━━ Exercise input ━━

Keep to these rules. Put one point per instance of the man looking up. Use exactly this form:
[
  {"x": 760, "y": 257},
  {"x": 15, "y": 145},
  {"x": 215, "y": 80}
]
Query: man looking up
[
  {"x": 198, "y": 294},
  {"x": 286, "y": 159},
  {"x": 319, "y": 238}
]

━━━

**Description of the task:** Repeat each record verbatim.

**Problem solution:**
Keep to these rules. Put one point per instance of the man looking up. Use exactly this form:
[
  {"x": 760, "y": 257},
  {"x": 15, "y": 145},
  {"x": 215, "y": 80}
]
Query: man looking up
[
  {"x": 198, "y": 294},
  {"x": 286, "y": 159},
  {"x": 319, "y": 238}
]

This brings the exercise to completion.